**Text passage**.
↓

Attorney General of South Carolina
- In office 1732–1733
- Preceded by: James Abercrombie
- Succeeded by: James Abercrombie

Personal details
- Born: August 13, 1699 Charles Town, South Carolina, British America
- Died: July 12, 1758 (aged 58) Mount Pleasant, South Carolina, British America
- Spouse: Eliza Lucas
- Children: 4

= Charles Pinckney (South Carolina chief justice) =

Colonial American politician (1699–1758)

Charles Pinckney (August 13, 1699 – July 12, 1758) was a South Carolina politician and colonial agent. He was also the father of two candidates for Vice-President and President.

==Early life==
Pinckney was born in Charleston, South Carolina, in 1699.

==Career==
Pinckney studied law in England, and had become a politically active leader in the colony. He was South Carolina's first native-born attorney, and served as advocate general of the Court of Vice-Admiralty, justice of the peace for Berkeley County, and attorney general. He was elected as a member of the Commons House of Assembly and Speaker of that body intermittently from 1736–1740, and he was a member of the Royal Provincial Council.

Pinckney also served as attorney general of the Province of South Carolina in 1733, speaker of the assembly in 1736, 1738 and 1740, chief justice of the province in 1752-1753, and agent for South Carolina in England in 1753-1758.

↑

**Records**.
↓

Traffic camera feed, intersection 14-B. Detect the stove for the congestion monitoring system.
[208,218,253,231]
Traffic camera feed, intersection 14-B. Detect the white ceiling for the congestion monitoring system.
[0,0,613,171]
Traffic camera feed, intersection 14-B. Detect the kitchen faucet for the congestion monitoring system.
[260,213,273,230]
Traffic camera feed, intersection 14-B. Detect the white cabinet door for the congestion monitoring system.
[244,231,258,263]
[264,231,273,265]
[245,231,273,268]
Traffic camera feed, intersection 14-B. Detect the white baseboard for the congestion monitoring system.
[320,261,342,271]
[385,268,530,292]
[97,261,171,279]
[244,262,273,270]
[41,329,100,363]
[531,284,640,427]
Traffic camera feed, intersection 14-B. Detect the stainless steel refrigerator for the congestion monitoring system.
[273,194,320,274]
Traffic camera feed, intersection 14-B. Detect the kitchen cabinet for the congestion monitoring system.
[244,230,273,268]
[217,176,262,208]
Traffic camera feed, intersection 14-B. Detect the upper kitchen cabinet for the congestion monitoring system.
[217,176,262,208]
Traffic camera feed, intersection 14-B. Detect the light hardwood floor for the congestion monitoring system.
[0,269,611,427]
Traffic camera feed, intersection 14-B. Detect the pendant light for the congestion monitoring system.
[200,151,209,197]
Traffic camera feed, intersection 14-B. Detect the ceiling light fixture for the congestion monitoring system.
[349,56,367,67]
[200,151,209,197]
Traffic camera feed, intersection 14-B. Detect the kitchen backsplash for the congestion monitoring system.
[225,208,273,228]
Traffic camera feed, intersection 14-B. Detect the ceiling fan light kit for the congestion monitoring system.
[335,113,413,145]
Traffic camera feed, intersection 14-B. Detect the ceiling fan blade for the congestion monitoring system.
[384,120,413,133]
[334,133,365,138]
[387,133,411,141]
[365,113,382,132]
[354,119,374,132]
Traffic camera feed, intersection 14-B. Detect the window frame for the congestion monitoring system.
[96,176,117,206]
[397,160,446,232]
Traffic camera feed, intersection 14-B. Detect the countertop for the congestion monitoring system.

↑

**Exercise instructions**.
a - Revise the Charles Pinckney text between "Charles Pinckney (August" and "Carolina, in 1699.", inclusive, putting "Charles Town" in place of "Charleston".
b - Translate this sentence from the Charles Pinckney text into Spanish: "Pinckney studied law in England, and had become a politically active leader in the colony."
c - Proceed with the Charles Pinckney biography, picking up after its last sentence.
The records come from a separate source.

**Answers to the tasks**.
a -
Charles Pinckney (August 13, 1699 – July 12, 1758) was a South Carolina politician and colonial agent. He was also the father of two candidates for Vice-President and President.

==Early life==
Pinckney was born in Charles Town, South Carolina, in 1699.

b - Pinckney estudió derecho en Inglaterra y se había convertido en un líder políticamente activo en la colonia.

c -
==Personal life==
In 1744, Pinckney married, as his second wife, Eliza Lucas (1722–1793), the daughter of Lt. Colonel George Lucas, of Dalzell's Regiment of Foot in the British Army. They were the parents of four children, three of whom lived to adulthood:

- Charles Cotesworth Pinckney (1746–1825), a signer of the U.S. Constitution and the Federalist candidate for President in 1804 and 1808 and Vice-President in 1800.
- George Lucas Pinckney (1747–1747), who died in infancy.
- Harriott Pinckney (1748–1830), who married Daniel Horry and lived at Hampton Plantation in McClellanville, South Carolina.
- Thomas Pinckney (1750–1828), who negotiated Pinckney's Treaty with Spain in 1795 and was the Federalist candidate for Vice-President in 1796.

He was the uncle of Colonel Charles Pinckney (1731-1784) and the great-uncle of Governor Charles Pinckney (1757-1824).

Pinckney died on July 12, 1758 in Mount Pleasant, South Carolina.